▶ SHORT PROBLEM
Can you return every line of the listing below with no changes at all?

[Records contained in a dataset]
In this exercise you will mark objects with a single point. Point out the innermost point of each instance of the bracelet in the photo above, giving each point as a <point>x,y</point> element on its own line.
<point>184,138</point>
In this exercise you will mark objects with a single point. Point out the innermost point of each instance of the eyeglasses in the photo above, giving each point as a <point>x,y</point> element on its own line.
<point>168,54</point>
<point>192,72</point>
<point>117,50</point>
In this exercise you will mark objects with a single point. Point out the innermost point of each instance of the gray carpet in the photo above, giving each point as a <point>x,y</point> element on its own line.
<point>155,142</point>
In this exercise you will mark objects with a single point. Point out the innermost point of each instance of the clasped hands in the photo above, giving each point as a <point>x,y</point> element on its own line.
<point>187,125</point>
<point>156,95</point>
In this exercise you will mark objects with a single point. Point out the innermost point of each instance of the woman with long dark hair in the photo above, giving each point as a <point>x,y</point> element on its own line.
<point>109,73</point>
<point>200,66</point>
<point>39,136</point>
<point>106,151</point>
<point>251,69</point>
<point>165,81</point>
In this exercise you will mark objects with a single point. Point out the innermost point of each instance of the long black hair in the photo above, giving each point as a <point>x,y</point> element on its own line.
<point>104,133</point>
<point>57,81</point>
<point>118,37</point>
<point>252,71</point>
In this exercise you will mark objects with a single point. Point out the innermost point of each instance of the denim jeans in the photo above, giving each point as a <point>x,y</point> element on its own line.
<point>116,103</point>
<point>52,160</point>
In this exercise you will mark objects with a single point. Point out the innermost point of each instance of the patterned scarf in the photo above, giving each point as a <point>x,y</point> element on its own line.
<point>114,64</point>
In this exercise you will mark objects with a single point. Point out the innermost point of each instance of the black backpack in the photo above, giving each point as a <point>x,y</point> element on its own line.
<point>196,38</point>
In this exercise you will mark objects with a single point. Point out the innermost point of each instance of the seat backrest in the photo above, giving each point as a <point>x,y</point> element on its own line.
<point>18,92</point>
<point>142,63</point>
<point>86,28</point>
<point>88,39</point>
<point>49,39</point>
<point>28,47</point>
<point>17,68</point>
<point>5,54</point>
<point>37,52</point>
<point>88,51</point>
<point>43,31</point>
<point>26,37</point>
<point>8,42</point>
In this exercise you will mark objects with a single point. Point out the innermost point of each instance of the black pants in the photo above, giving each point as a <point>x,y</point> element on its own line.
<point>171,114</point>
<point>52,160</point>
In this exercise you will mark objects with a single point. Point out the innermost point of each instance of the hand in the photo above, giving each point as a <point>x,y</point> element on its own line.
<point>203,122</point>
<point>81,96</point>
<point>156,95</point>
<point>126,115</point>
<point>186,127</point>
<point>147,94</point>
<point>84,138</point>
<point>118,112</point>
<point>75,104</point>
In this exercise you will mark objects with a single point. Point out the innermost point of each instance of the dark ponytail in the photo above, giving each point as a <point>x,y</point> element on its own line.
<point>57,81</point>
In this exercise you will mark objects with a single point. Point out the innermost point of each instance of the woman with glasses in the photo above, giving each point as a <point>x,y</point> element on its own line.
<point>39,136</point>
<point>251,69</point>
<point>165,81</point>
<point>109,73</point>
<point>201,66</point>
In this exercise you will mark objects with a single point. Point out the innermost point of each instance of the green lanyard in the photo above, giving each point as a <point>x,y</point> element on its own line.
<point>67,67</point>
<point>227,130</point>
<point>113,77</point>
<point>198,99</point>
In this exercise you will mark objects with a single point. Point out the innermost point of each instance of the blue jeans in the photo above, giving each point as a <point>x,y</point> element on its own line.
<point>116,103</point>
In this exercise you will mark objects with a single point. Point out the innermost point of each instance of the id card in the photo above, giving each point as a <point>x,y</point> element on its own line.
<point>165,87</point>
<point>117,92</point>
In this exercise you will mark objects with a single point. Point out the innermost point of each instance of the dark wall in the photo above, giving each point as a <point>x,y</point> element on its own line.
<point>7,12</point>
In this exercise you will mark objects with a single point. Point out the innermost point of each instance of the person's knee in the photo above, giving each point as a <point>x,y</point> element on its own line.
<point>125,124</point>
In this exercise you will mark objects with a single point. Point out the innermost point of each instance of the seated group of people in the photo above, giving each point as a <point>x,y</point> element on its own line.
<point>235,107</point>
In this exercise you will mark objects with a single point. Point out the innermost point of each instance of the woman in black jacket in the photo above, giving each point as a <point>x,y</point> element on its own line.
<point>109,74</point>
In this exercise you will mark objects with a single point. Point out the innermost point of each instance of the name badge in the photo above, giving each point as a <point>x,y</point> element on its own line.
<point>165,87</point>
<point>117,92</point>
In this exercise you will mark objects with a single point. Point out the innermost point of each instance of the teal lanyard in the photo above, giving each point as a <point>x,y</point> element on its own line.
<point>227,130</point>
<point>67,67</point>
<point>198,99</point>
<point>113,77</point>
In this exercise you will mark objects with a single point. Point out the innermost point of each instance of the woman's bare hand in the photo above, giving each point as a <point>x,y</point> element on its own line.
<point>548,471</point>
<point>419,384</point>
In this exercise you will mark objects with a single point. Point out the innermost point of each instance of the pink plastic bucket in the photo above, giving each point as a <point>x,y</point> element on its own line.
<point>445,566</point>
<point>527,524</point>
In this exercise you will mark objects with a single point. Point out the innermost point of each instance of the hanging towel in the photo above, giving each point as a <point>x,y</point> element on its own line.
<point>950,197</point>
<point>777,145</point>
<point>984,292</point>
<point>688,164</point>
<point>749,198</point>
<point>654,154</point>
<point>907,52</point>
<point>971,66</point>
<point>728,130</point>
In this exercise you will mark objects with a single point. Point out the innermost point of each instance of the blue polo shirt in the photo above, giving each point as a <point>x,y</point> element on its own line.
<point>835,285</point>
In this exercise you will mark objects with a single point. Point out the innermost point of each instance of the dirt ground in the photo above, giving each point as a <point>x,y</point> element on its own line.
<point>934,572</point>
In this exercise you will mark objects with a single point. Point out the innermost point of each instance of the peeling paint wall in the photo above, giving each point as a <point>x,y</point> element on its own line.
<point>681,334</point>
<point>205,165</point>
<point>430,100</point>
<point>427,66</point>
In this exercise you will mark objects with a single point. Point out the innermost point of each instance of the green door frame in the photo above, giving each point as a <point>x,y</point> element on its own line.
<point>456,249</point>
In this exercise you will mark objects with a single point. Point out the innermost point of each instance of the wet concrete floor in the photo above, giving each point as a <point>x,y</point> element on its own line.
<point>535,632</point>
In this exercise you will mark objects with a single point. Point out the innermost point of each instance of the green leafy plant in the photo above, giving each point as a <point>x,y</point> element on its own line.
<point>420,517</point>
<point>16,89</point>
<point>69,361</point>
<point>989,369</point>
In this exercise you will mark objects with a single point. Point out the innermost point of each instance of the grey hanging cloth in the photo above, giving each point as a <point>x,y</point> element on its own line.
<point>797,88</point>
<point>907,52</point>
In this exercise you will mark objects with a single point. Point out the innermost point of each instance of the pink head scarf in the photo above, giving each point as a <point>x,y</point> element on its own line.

▶ SOLUTION TO THIS TASK
In this exercise you will mark objects with a single point. Point out the innermost point of each instance of the bracelet in the photo above, giving each point as a <point>x,y</point> element on its own line.
<point>184,138</point>
In this exercise you will mark objects with a single point. Point out the innermost point of each instance of the eyeglasses in the photo above, giving each point as a <point>x,y</point> element on its own line.
<point>168,54</point>
<point>192,72</point>
<point>117,50</point>
In this exercise you will mark objects with a single point. Point out the innermost point of each instance of the gray carpet in the photo above, giving each point as a <point>x,y</point> element on its own line.
<point>155,142</point>
In this exercise you will mark objects with a single point. Point out the innermost point of each instance of the clasped hands in the photo above, giving each point as a <point>x,y</point> element on its own line.
<point>187,125</point>
<point>156,95</point>
In this exercise you will mark objects with a single point. Point out the innermost point of each instance of the woman with long dark hair in the photo above, giving each point as a <point>x,y</point> element on its own line.
<point>109,73</point>
<point>200,66</point>
<point>39,136</point>
<point>106,151</point>
<point>251,69</point>
<point>165,81</point>
In this exercise you will mark objects with a single point. Point out the innermost point of each instance of the long black hair in the photo above, giving each point as a <point>x,y</point> element on its own line.
<point>104,133</point>
<point>57,81</point>
<point>118,37</point>
<point>252,71</point>
In this exercise you will mark objects with a single point. Point out the innermost point of each instance of the denim jeans in the photo above, giving each point as a <point>x,y</point> element on its own line.
<point>116,103</point>
<point>52,160</point>
In this exercise you will mark objects with a single point. Point out the innermost point of each instance of the patterned scarf in the photo above, giving each point as a <point>x,y</point> element on its own line.
<point>114,64</point>
In this exercise you will mark objects with a single point. Point out the innermost point of each instance of the black backpack in the photo above, giving each point as a <point>x,y</point> element on its own line.
<point>196,38</point>
In this exercise you will mark objects with a single point. Point out the innermost point of each instance of the seat backrest in the photo above, giving each point as a <point>x,y</point> element on its own line.
<point>18,92</point>
<point>142,63</point>
<point>86,28</point>
<point>88,39</point>
<point>49,39</point>
<point>28,47</point>
<point>17,68</point>
<point>5,54</point>
<point>37,52</point>
<point>88,51</point>
<point>43,31</point>
<point>26,37</point>
<point>8,42</point>
In this exercise you will mark objects with a single point. Point out the innermost point of each instance of the black pants in the photo above, giving each point as a <point>x,y</point> element on its own line.
<point>171,114</point>
<point>52,160</point>
In this exercise you will mark objects with a single point. Point out the innermost point of each instance of the hand in the photo above, giving each point as a <point>x,y</point> element on its own line.
<point>203,122</point>
<point>81,96</point>
<point>156,95</point>
<point>126,115</point>
<point>186,127</point>
<point>147,94</point>
<point>84,138</point>
<point>118,112</point>
<point>75,104</point>
In this exercise you will mark objects with a single point. Point out the innermost point of each instance of the dark ponytail in the photo above, giving each point as a <point>x,y</point> element on its own line.
<point>57,81</point>
In this exercise you will mark objects with a single point. Point out the innermost point of each instance of the woman with glasses in the photo above, giving each point as a <point>x,y</point> element on its own line.
<point>39,136</point>
<point>251,69</point>
<point>165,81</point>
<point>109,73</point>
<point>201,66</point>
In this exercise you will mark objects with a single point. Point out the innermost point of each instance of the green lanyard in the photo above, giving each point as a <point>x,y</point> element on its own line.
<point>67,67</point>
<point>227,130</point>
<point>113,77</point>
<point>198,99</point>
In this exercise you will mark objects with a single point. Point out the innermost point of each instance of the blue jeans in the photo above, giving each point as a <point>x,y</point> element on its own line.
<point>116,103</point>
In this exercise you will mark objects with a single point. Point out the innermost point of each instance of the id card in the photo above, giving each point as a <point>x,y</point> element on its own line.
<point>165,87</point>
<point>117,92</point>
In this exercise you will mark objects with a single point. Point out the innermost point of each instance of the dark wall in the photo above, giving each point as a <point>x,y</point> element on its own line.
<point>7,12</point>
In this exercise you will mark objects with a single point. Point out the innermost point of each instance of the person's knee in the photo above, giving each point as a <point>x,y</point> element on its own line.
<point>125,124</point>
In this exercise you will mark objects with a single point. Point out the innermost point of each instance of the seated group of people in the photo above, giving each point as a <point>x,y</point> element on its own line.
<point>235,107</point>
In this exercise you will mark objects with a single point. Point out the innermost point of each instance of the woman in black jacket in the photo above, giving each point as a <point>x,y</point> element on its own line.
<point>109,74</point>
In this exercise you will mark objects with a single point. Point out the innermost point of each instance of the name badge in the photo above, giving each point as a <point>x,y</point> element on its own line.
<point>165,87</point>
<point>117,92</point>
In this exercise you will mark objects with a single point. Point out the innermost point of each instance of the teal lanyard in the photo above, giving each point as a <point>x,y</point> element on its own line.
<point>227,130</point>
<point>67,67</point>
<point>198,99</point>
<point>113,77</point>
In this exercise you will mark objects with a single point. Point out the innermost point of each instance of the woman's bare hand in the photo above, giving each point as a <point>x,y</point> element on its own line.
<point>548,471</point>
<point>419,384</point>
In this exercise you will mark objects with a single point. Point out the innermost point of each instance of the pink plastic bucket in the photo above, giving each point as a <point>x,y</point> element on its own line.
<point>445,566</point>
<point>527,524</point>
In this exercise you will mark objects with a single point. Point out the innermost point of each instance of the hanging towel in the photo above, giving each point as a <point>x,y</point> element on its own line.
<point>950,197</point>
<point>777,145</point>
<point>984,292</point>
<point>688,164</point>
<point>749,198</point>
<point>654,154</point>
<point>907,52</point>
<point>971,66</point>
<point>728,130</point>
In this exercise you will mark objects with a single point. Point out the innermost point of each instance of the blue polo shirt in the photo above, giving each point as a <point>x,y</point> element on its own line.
<point>835,285</point>
In this exercise you will mark objects with a single point. Point out the innermost point of each instance of the dirt ground in the photo above, giving each point as a <point>x,y</point> element on its own line.
<point>934,572</point>
In this exercise you will mark objects with a single point. Point out the innermost point of each instance of the peeling paint wall in the photo above, giving each point as a <point>x,y</point> element on its own line.
<point>681,334</point>
<point>205,165</point>
<point>430,100</point>
<point>427,66</point>
In this exercise you will mark objects with a single point. Point out the innermost point of each instance of the green door frame in the photo above, giving each point as a <point>x,y</point> element on its own line.
<point>456,249</point>
In this exercise you will mark objects with a single point. Point out the innermost point of each instance of the wet concrete floor in the photo above, giving each point as a <point>x,y</point> element on its own line.
<point>535,632</point>
In this exercise you will mark objects with a single point. Point out the innermost point of each instance of the green leafy plant in the photo above, giving each point as a <point>x,y</point> element on its own line.
<point>420,517</point>
<point>16,89</point>
<point>69,361</point>
<point>989,369</point>
In this exercise you will mark objects with a single point. Point out the innermost point of each instance of the grey hanging cloth in the photo above, giving each point as a <point>x,y</point> element on its own line.
<point>797,88</point>
<point>907,52</point>
In this exercise you will mark objects with a single point. Point out the innermost point of each instance of the pink head scarf in the photo above, giving each point as a <point>x,y</point> element on its own line.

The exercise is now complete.